--- WORK REQUEST ---
Your answer is a copy of every line in the records where "below" appears.
(DATA FOR THE TASK begins)
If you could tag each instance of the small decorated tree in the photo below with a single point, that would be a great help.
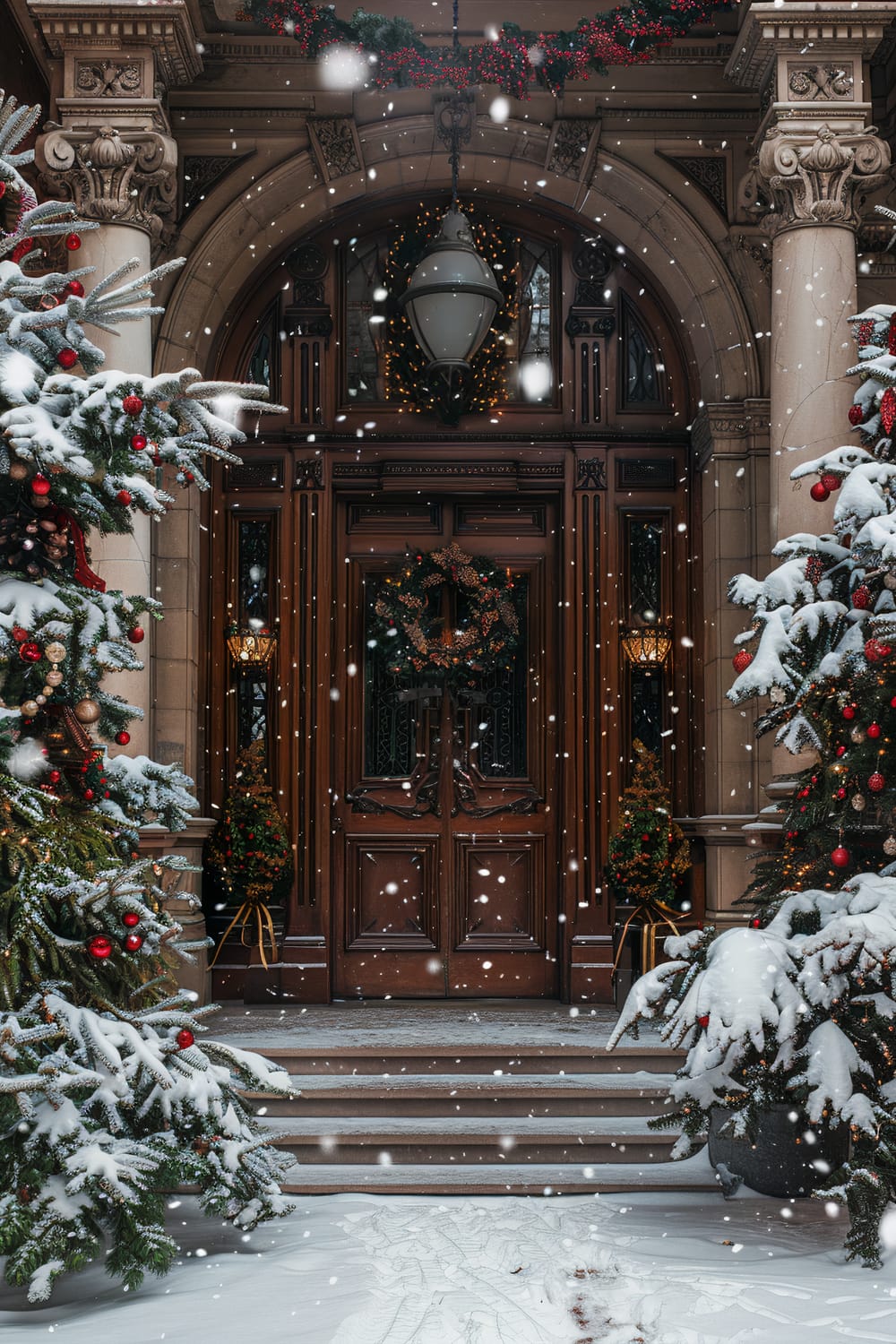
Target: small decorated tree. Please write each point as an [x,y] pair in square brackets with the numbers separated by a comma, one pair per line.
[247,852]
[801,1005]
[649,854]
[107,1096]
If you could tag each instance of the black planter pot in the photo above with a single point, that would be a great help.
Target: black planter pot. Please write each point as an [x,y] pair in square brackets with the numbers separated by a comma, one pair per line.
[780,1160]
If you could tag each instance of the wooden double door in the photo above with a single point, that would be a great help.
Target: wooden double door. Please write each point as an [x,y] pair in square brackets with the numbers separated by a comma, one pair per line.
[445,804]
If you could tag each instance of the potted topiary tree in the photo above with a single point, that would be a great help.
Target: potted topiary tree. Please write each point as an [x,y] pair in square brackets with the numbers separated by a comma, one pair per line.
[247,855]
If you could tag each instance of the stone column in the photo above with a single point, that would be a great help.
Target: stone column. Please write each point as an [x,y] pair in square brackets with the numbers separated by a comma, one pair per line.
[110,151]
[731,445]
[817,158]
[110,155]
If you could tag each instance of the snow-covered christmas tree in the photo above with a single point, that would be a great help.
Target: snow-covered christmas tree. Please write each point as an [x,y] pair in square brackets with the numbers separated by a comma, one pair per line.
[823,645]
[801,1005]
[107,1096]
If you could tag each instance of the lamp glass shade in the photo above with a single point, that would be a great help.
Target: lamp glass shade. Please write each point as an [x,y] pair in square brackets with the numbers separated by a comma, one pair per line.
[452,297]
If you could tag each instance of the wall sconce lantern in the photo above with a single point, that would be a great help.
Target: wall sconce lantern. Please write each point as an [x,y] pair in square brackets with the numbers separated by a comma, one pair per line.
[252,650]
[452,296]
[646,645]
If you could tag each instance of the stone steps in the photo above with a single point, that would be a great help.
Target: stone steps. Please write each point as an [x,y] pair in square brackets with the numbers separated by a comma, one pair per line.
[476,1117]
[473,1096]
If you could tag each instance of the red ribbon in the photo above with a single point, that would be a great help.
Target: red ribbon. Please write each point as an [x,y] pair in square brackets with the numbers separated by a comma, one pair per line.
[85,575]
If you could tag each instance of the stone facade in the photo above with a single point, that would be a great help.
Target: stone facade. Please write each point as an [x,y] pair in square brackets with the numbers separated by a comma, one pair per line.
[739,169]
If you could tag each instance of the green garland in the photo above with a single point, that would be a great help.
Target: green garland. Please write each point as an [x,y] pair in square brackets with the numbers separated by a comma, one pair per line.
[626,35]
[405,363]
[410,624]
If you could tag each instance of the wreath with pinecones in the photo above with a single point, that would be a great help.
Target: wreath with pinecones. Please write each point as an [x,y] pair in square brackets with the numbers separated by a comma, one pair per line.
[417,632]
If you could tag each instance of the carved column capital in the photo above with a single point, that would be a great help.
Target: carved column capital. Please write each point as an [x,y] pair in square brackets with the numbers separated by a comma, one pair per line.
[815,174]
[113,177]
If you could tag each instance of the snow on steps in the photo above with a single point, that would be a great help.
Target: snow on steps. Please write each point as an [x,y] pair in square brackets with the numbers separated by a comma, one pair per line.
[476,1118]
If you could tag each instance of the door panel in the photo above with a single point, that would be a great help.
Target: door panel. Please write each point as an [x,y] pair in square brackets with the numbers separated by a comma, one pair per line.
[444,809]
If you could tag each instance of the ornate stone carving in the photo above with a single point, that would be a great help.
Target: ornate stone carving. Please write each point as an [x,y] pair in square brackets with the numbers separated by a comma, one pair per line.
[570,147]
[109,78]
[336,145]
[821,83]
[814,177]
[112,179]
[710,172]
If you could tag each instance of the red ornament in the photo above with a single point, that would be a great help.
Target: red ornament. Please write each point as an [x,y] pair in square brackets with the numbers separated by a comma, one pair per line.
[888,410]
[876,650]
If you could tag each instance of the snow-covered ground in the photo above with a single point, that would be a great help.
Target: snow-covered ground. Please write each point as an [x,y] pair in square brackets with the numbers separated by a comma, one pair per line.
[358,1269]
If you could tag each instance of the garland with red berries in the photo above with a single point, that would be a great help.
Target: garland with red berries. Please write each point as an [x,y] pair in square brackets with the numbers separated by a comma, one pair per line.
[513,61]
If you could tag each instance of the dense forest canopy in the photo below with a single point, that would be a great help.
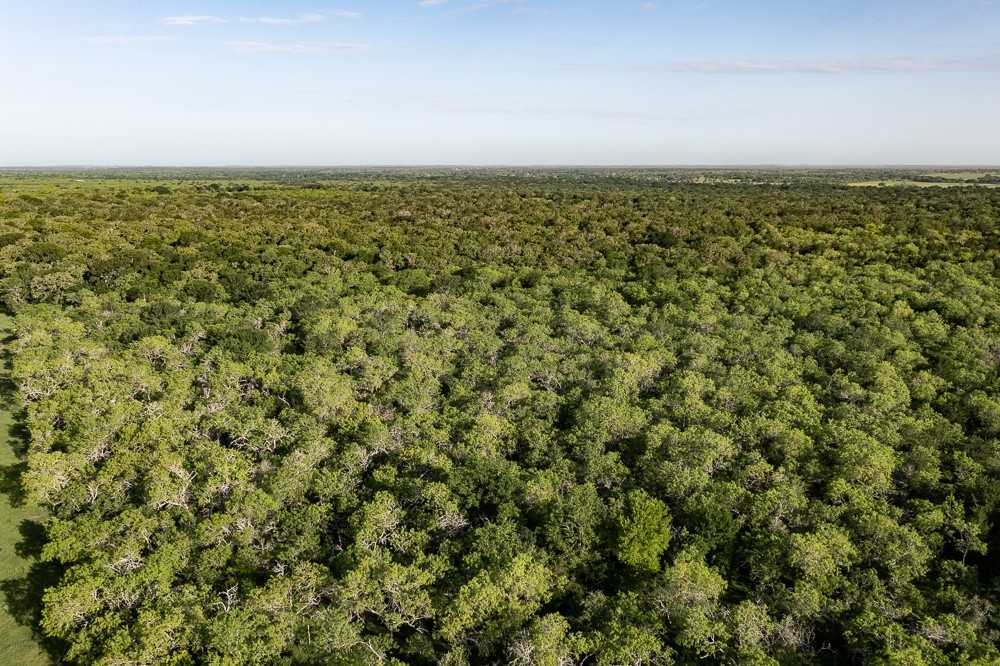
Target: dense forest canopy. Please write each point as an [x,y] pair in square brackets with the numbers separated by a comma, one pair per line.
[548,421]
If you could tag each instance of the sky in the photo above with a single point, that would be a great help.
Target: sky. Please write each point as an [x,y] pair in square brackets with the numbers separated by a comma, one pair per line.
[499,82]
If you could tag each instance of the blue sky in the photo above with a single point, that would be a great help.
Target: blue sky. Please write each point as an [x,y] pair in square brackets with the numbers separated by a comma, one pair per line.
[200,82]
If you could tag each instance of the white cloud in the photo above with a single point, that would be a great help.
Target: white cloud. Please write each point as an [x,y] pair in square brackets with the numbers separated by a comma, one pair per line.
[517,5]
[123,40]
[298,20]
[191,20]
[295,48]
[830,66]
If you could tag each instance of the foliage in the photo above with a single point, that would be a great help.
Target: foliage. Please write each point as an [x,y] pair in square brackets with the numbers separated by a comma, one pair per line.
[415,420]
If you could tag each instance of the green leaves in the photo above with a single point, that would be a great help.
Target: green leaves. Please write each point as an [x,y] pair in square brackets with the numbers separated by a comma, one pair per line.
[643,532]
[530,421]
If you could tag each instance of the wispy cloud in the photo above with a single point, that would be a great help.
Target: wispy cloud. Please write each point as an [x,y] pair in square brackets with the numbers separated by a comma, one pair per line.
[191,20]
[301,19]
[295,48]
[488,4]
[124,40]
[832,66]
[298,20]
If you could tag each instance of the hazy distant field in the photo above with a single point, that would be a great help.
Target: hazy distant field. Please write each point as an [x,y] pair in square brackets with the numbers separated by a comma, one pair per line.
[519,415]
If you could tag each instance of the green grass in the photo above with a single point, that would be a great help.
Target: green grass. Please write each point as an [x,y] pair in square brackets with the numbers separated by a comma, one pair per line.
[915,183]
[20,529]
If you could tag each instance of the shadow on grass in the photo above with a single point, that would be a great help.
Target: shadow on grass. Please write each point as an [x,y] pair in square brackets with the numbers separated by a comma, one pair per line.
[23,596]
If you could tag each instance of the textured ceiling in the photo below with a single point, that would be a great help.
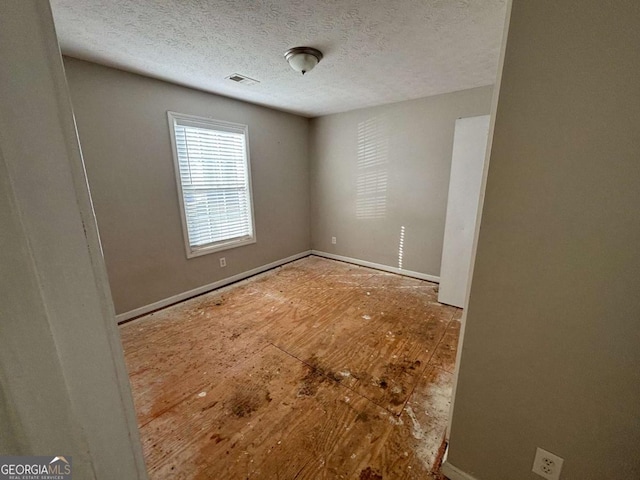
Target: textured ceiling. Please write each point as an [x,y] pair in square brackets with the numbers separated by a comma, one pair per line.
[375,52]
(DATA FOR THE TASK ends)
(DATA FOR THE TASK begins)
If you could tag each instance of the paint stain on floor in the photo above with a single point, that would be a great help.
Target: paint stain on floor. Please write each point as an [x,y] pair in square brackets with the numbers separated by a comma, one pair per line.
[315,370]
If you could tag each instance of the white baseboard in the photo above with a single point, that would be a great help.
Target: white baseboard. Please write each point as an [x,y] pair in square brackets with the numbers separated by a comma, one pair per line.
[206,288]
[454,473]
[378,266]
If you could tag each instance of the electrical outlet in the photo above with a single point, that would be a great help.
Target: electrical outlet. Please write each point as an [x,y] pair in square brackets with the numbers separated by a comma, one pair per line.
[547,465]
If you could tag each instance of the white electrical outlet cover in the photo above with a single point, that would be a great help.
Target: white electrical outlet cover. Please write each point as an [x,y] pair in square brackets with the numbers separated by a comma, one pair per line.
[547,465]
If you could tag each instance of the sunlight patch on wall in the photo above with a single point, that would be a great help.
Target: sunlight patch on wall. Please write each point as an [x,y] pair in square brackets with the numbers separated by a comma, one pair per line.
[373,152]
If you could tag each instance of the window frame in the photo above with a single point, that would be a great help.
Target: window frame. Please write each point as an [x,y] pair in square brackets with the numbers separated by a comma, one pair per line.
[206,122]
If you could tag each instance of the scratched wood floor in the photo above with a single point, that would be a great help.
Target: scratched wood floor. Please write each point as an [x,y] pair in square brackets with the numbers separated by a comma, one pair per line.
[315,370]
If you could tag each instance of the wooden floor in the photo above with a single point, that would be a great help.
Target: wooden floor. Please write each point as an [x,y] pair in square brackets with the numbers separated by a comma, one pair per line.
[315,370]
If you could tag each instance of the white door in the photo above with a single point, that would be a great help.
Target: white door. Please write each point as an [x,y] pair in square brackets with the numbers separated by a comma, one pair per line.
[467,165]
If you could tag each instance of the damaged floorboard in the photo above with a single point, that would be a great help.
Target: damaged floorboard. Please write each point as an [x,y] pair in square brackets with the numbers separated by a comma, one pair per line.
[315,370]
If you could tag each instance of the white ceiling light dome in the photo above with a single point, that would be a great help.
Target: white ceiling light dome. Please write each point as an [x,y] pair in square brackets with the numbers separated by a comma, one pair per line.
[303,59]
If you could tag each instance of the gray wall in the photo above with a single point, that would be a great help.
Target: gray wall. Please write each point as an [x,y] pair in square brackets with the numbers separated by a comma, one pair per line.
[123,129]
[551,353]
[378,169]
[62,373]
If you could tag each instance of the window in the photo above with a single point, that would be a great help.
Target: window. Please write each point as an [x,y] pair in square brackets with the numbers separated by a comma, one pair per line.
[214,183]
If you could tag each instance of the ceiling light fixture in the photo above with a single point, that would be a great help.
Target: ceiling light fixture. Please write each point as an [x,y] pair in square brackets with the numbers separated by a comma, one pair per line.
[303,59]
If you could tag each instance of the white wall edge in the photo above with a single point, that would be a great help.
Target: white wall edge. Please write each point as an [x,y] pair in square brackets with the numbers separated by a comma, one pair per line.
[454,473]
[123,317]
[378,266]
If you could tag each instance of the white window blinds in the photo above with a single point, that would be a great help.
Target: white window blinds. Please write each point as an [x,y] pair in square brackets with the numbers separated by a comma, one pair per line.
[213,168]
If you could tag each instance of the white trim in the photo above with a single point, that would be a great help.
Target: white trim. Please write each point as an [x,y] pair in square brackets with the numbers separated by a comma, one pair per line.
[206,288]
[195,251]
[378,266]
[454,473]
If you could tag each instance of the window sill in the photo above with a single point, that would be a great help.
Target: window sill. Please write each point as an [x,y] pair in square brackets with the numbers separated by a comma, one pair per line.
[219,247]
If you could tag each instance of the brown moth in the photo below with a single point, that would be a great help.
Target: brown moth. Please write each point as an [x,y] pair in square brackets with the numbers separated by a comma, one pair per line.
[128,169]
(DATA FOR THE TASK ends)
(DATA FOR THE TASK begins)
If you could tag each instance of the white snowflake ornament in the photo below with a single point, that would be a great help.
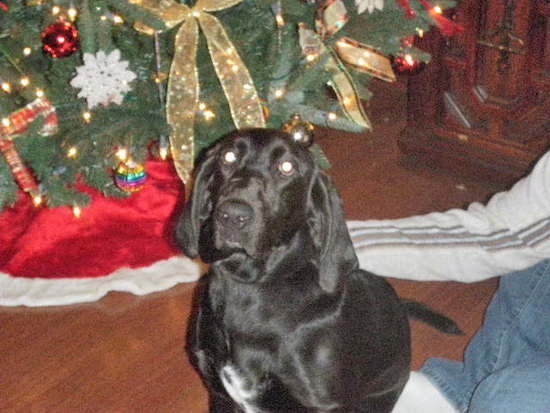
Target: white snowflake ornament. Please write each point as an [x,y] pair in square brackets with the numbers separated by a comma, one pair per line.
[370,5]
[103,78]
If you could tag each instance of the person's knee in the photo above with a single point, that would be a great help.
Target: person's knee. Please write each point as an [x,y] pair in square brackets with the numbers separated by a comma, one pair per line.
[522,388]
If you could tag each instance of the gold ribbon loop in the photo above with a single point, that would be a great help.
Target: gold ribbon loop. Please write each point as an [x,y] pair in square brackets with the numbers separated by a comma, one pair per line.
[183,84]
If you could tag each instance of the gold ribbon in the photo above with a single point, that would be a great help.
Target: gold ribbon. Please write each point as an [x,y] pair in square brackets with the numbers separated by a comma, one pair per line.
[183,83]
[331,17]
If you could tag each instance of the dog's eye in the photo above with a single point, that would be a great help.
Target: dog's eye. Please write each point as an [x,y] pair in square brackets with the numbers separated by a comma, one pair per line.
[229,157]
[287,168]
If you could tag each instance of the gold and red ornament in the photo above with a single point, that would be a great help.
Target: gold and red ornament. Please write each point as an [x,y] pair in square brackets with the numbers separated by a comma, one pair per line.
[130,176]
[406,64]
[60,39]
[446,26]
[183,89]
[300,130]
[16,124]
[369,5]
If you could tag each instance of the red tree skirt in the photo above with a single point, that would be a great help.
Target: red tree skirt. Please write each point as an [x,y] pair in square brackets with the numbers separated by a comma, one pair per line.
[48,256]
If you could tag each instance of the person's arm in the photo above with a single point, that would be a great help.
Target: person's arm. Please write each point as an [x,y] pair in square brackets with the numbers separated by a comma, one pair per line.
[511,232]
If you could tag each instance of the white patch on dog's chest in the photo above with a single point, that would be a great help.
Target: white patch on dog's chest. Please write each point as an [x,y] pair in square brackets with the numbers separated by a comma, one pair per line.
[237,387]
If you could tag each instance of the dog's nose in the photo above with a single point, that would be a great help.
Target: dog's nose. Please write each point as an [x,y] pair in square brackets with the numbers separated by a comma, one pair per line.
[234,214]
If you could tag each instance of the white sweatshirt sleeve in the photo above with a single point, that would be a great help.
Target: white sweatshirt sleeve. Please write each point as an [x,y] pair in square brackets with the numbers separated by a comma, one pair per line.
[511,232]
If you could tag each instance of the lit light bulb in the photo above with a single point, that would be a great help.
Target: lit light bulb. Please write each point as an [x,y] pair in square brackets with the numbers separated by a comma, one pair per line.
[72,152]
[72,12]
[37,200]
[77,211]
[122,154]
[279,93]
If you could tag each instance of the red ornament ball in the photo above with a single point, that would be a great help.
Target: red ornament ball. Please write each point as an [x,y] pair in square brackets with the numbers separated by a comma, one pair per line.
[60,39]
(DATA FOR THE TASK ends)
--- ANSWER FOR THIS EXERCISE ---
If you could tag each instance of the small decorated tree in the photo below with a single point, that would be a great help.
If you could tag each instance of the dense forest canopy in the photo below with a single point, that would be a great help.
If you could tag each instance of the textured ceiling in the photo below with a single point, that would be a great help.
If you could tag each instance of the brown moth in the photo below with a single point, that would be a great help.
If you could tag each instance of the white snowflake ornament in the photo below with a single point, that would be a great help.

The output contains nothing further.